Dans le texte sur l'icône du hamburger, recopiez le passage allant de "Un choix intelligent." jusqu'à "des interfaces utilisateurs." en substituant "judicieuse" à "pertinente".

**TEXTE PRÉSENTÉ**
************

Alice Rawsthorn, «Chapitre 5. Retour vers le futur »

Alice Rawsthorn, "Chapter 5. Back to the future", in Alice Rawsthorn Design as an Attitude, Genève, JRP|Editions et Dijon, les Presses du réel, 2020, p. 57-65.

Tout devrait venir de quelque part et aller quelque part. La chose la plus importante est l'évidence. Le problème est le sur-design1.
Loren Brichter

 Si vous vous connectez à l'un des sites Web les plus importants et les plus fréquentés, comme celui du New York Times ou du Guardian, vous remarquerez peut-être trois lignes horizontales de même longueur formant un petit carré en haut de l'écran. C'est ce qu'on appelle « l'icône du hamburger », même s'il est plutôt exagéré d’interpréter les lignes supérieure et inférieure comme les deux moitiés d'un petit pain et celle du milieu comme la viande, le fromage et tout ce qui se trouve entre les deux. Curieusement nommées ou non, ces trois lignes sont apparues sur de plus en plus de sites web ces dernières années, principalement pour identifier un menu qui apparaît sur le côté de l'écran afin de révéler une liste de contenus.

Comme tous les symboles d'exploitation sur les écrans de nos ordinateurs portables, tablettes, téléphones et autres appareils numériques, le hamburger a assumé sa fonction actuelle parce que quelque chose devait le faire. Dans son cas, une fois que les smartphones sont devenus suffisamment puissants pour être utilisés comme navigateurs Internet, les concepteurs de sites Web ont dû trouver des moyens de supprimer les données de leurs pages pour les rendre plus faciles à lire sur des écrans plus petits. Remplacer les longs menus par des menus cachés qui s'affichent lorsque vous cliquez sur une icône était une solution intelligente. Le « panneau de navigation latéral », comme on l'appelle à juste titre, a été conçu en 2008 par le concepteur de logiciels américain Loren Brichter, qui a choisi de l'identifier en faisant revivre le hamburger, car celui-ci appartenait à l’origine à une interface utilisateur numérique pionnière des années 19802.

Un choix intelligent. Oubliez la correspondance sommaire avec un hamburger réel : renvoyant à un sommaire de livre, ces trois lignes ressemblent beaucoup plus à des intitulés de chapitres dont l’abstraction aurait été poussée à l’extrême. L'allusion est pertinente, car un sommaire imprimé remplit à peu près la même fonction qu'un menu de site Web. Le hamburger est également attrayant d’un point de vue visuel, notamment parce qu'il est indiscutablement numérique et, de ce fait, étonnamment singulier au milieu de l'esthétique timide et souvent nostalgique des interfaces utilisateurs.

************

**MATÉRIEL RÉPERTORIÉ**
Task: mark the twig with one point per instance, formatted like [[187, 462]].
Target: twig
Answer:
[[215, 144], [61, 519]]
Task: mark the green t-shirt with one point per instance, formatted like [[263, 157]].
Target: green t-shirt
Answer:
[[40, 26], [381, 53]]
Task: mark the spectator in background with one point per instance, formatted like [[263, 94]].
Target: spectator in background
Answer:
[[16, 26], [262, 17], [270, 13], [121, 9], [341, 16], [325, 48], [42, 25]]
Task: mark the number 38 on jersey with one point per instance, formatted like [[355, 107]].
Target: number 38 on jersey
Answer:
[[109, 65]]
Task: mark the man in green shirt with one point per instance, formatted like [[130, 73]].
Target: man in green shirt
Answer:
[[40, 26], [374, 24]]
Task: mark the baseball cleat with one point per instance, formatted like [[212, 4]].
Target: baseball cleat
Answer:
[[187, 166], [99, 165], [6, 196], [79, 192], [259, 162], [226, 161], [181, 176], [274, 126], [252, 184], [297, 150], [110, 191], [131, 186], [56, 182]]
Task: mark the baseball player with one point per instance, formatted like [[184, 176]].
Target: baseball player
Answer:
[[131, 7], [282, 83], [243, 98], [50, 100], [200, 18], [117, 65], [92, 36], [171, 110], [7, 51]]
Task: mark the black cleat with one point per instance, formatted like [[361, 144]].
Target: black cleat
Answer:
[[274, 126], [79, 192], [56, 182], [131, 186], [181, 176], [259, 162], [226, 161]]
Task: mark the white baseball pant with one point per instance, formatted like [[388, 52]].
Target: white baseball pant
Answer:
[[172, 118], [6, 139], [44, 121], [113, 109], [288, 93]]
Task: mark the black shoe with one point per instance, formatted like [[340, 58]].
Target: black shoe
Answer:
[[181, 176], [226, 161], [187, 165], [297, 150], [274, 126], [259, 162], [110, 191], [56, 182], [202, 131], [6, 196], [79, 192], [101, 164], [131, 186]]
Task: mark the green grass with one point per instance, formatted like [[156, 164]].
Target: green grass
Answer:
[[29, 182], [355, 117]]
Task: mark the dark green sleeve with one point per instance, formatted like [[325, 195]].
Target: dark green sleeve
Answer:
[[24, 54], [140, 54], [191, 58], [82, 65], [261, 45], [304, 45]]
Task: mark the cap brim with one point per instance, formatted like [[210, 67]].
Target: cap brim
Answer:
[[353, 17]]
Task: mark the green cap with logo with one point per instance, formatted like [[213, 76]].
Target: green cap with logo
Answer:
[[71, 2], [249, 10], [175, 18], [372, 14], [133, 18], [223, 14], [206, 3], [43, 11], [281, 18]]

************

**EXERCICE CORRIGÉ**
Un choix intelligent. Oubliez la correspondance sommaire avec un hamburger réel : renvoyant à un sommaire de livre, ces trois lignes ressemblent beaucoup plus à des intitulés de chapitres dont l’abstraction aurait été poussée à l’extrême. L'allusion est judicieuse, car un sommaire imprimé remplit à peu près la même fonction qu'un menu de site Web. Le hamburger est également attrayant d’un point de vue visuel, notamment parce qu'il est indiscutablement numérique et, de ce fait, étonnamment singulier au milieu de l'esthétique timide et souvent nostalgique des interfaces utilisateurs.